The task >> Keep the pictures out, please, and set down every record exactly.

[Referring expression pointing data]

──────────────────────────────

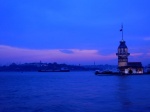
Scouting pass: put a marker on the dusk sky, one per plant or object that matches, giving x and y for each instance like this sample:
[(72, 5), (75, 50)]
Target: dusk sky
[(73, 31)]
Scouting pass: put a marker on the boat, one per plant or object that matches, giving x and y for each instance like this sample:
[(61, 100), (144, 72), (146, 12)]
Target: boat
[(103, 72), (61, 70)]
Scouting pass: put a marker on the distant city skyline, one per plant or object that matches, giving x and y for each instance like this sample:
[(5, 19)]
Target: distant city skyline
[(73, 31)]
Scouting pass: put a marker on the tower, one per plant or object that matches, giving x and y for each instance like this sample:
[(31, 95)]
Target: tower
[(122, 54)]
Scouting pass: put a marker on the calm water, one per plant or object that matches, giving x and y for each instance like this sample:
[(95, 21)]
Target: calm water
[(73, 92)]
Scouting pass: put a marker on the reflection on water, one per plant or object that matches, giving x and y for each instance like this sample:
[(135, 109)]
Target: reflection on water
[(73, 92)]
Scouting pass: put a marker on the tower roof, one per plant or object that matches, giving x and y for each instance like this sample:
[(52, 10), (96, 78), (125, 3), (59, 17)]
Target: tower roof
[(122, 44)]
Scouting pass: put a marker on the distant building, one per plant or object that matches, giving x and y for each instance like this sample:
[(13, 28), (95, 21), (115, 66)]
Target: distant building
[(124, 66)]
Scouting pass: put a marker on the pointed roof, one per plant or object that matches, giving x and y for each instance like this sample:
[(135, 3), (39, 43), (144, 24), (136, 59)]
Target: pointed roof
[(122, 44)]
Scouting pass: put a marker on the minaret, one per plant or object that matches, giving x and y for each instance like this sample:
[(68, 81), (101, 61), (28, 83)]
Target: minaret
[(122, 54)]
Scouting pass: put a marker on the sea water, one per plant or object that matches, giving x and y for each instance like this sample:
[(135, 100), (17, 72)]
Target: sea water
[(73, 92)]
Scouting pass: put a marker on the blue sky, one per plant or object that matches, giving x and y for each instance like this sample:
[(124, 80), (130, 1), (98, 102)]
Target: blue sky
[(69, 26)]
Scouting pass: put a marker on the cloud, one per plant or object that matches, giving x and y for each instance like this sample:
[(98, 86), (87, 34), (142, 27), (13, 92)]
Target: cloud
[(136, 54), (66, 51), (147, 39), (72, 56)]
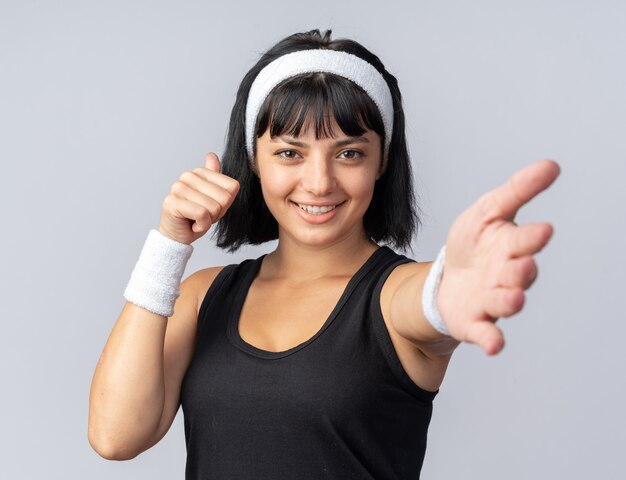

──────────────────────────────

Answer space >>
Scouting pass: put a marker on the dusk sky, one per plant or object that matches, giving x and y for each instance like this sample:
[(72, 5), (75, 50)]
Target: dusk sky
[(73, 31)]
Scouting pass: put a marker on the boat, one per plant or object that matches, giving x and y for each instance like this sample:
[(61, 100), (144, 72), (146, 12)]
Target: boat
[(103, 72), (61, 70)]
Scouting pass: put a marker on the distant city skyline, one per plant or object that matches, giving x and y for each instance like this sample:
[(5, 19)]
Target: distant city skyline
[(73, 31)]
Scouting pass: put a marker on the tower, one per plant or object that matches, giving x and y for each instance like this sample:
[(31, 95)]
Target: tower
[(122, 54)]
Scouting pass: put a marker on the calm water, one per plant or object that matches, giving x and y for each instance like this sample:
[(95, 21)]
Target: calm water
[(73, 92)]
Scouting pass: put a marker on the reflection on water, one per plant or object that matches, giving x and y for each instance like this sample:
[(135, 109)]
Target: reflection on water
[(73, 92)]
Scouting pass: put a marker on the tower roof, one per plant or object that matches, giving x and y for each instance like this sample:
[(52, 10), (96, 78), (125, 3), (59, 17)]
Target: tower roof
[(122, 44)]
Scouting pass: put a marker on the distant building, one per plant or object that matches, giving x and y for each instance like this sample:
[(13, 28), (95, 21), (115, 66)]
Target: distant building
[(124, 66)]
Scouting pass: put a marker on the pointed roof, one per plant or object that matches, giving x and y for each instance like this sample:
[(135, 3), (39, 43), (144, 24), (136, 59)]
Target: pointed roof
[(122, 44)]
Scouting pass: put a marker on the minaret, one per plant or object that matches, giving x and y for each instance like this sample:
[(68, 81), (101, 61), (28, 83)]
Target: minaret
[(122, 54)]
Scouting pass: put a marker on the sea water, one per plant or object that matches, giving x and y for each instance like this sample:
[(135, 100), (17, 72)]
Target: sea water
[(73, 92)]
Scouting pass: put a marker on the blue sky, one per plant or object that matches, giving x and y for each instance like this sample:
[(124, 80), (130, 1), (98, 102)]
Target: blue sky
[(69, 26)]
Scouting pass: put a marker on the cloud, one per plant or object that matches, giving x and y for each instance like this sample:
[(98, 86), (87, 34), (142, 27), (13, 92)]
Target: cloud
[(136, 54), (66, 51), (147, 39), (72, 56)]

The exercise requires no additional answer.